═══ SOURCE EXTRACT

Let’s review the obvious. The Republicans know who they are. They want, as Phil Gramm says, less government and more freedom. Except sometimes: when more government means more profits for their special interests. The Democrats, by contrast, are a mess. They have no organizing philosophy; they are a dwindling collection of fads and factions, most of which are anathema to the broad American middle. “We’re obsolete,” a Democratic congressman from the West told me last week. “We’re trying to protect an ossified system. We have no new ideas and we made a serious mistake diving into the money game with both hands in the 1980s.” It’s a common lament. Last week the Democrats were out defending the indefensible: an entitlement system–specifically Medicare (but they’re just as witless about social security)–that will cause their grandchildren to pay confiscatory tax rates if left unreformed. “We should have seized the opportunity,” said Nebraska Sen. Bob Kerrey. “We should have done something bigger than the Republicans, a real Medicare reform.”
Shoulda, woulda . . . the Democrats have been flailing about so long and so abjectly that questions about their viability almost seem banal. But still, you’ve got to wonder: Are they toast? Are they the Whigs? Actually, the post-McGovern Dems do bear a striking philosophical resemblance to the Whigs–the activist elitists of the 19th century. “The Whigs wanted to use the power of government to improve things,” says Harry Watson of the University of North Carolina. The Whigs were also preachy and rectitudinous in ways that seem very familiar now. Hillary Clinton might have made a perfect Whig. “Oh, absolutely,” says Scan Wilentz, the Princeton historian. “Banning smoking in the White House was a very Whiggy thing to do. There is a [topdown] moralistic fervor the Whigs and contemporary Democrats have in common . . . although the current Democrats practice a kind of post-ethical moralism.” Don’t smoke, don’t drink–but everybody has a right to an abortion.

══════
═══ RECORDS SUPPLIED

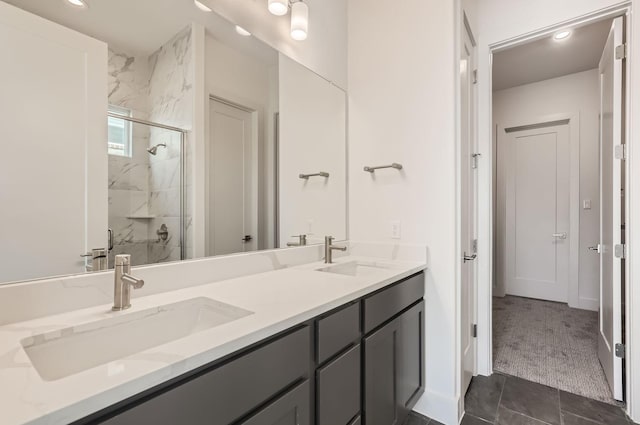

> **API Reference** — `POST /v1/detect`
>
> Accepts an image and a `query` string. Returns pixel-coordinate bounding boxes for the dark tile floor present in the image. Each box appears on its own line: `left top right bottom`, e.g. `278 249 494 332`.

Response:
404 373 633 425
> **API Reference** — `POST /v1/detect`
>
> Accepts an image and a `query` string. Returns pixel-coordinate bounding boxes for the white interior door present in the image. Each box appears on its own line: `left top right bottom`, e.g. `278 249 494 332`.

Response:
598 18 623 400
207 99 258 255
460 24 477 394
0 2 108 281
499 124 578 302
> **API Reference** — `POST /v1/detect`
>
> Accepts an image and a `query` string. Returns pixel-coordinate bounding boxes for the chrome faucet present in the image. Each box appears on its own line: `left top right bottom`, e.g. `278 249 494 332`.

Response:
111 254 144 311
324 236 347 264
287 235 307 246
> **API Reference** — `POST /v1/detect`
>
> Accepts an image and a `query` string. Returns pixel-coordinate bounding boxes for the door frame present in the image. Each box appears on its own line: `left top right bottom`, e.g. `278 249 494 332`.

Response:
492 112 585 308
478 1 640 421
204 92 262 256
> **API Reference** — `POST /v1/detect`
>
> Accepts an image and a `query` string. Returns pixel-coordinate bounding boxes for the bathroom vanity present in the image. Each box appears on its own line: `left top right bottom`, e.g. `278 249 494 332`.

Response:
0 247 426 425
75 273 424 425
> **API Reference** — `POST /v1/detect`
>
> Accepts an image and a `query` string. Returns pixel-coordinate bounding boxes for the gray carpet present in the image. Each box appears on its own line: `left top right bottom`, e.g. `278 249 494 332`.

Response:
493 296 617 404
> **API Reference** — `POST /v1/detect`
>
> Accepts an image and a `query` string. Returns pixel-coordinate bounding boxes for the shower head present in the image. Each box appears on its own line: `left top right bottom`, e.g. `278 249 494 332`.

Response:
147 143 167 155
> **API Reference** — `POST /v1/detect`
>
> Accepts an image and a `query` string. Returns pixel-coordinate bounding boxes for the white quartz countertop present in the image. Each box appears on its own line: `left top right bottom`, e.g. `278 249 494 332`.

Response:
0 256 426 425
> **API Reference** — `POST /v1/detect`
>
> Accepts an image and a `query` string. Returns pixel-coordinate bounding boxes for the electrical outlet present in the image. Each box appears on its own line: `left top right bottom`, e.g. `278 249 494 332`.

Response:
391 221 400 239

══════

(REQUIREMENT): Continue the passage on the Democrats and the Whigs from the end of its final sentence.

(RESPONSE):
The combination of elitism, government activism and preachiness was not a huge hit in the 19th century. The Whigs were trounced by the forces of popular democracy, led by Andrew Jackson–America’s second great reactionary populist (Jefferson was the first). Jacksonian Democrats hated government activism. They didn’t want Washington taking their tax money to build canals. They favored deregulation and devolution, including the disastrous return of currency control to the states (which caused inflationary chaos). They didn’t like Whig preachers telling them to teetotal; they had a more emotional, tent-show revivalist style of faith. Newt Gingrich would be a pretty plausible Jacksonian but for one thing: his stubborn belief in the righteousness of the successful (as misplaced as liberal faith in the righteousness of the poor).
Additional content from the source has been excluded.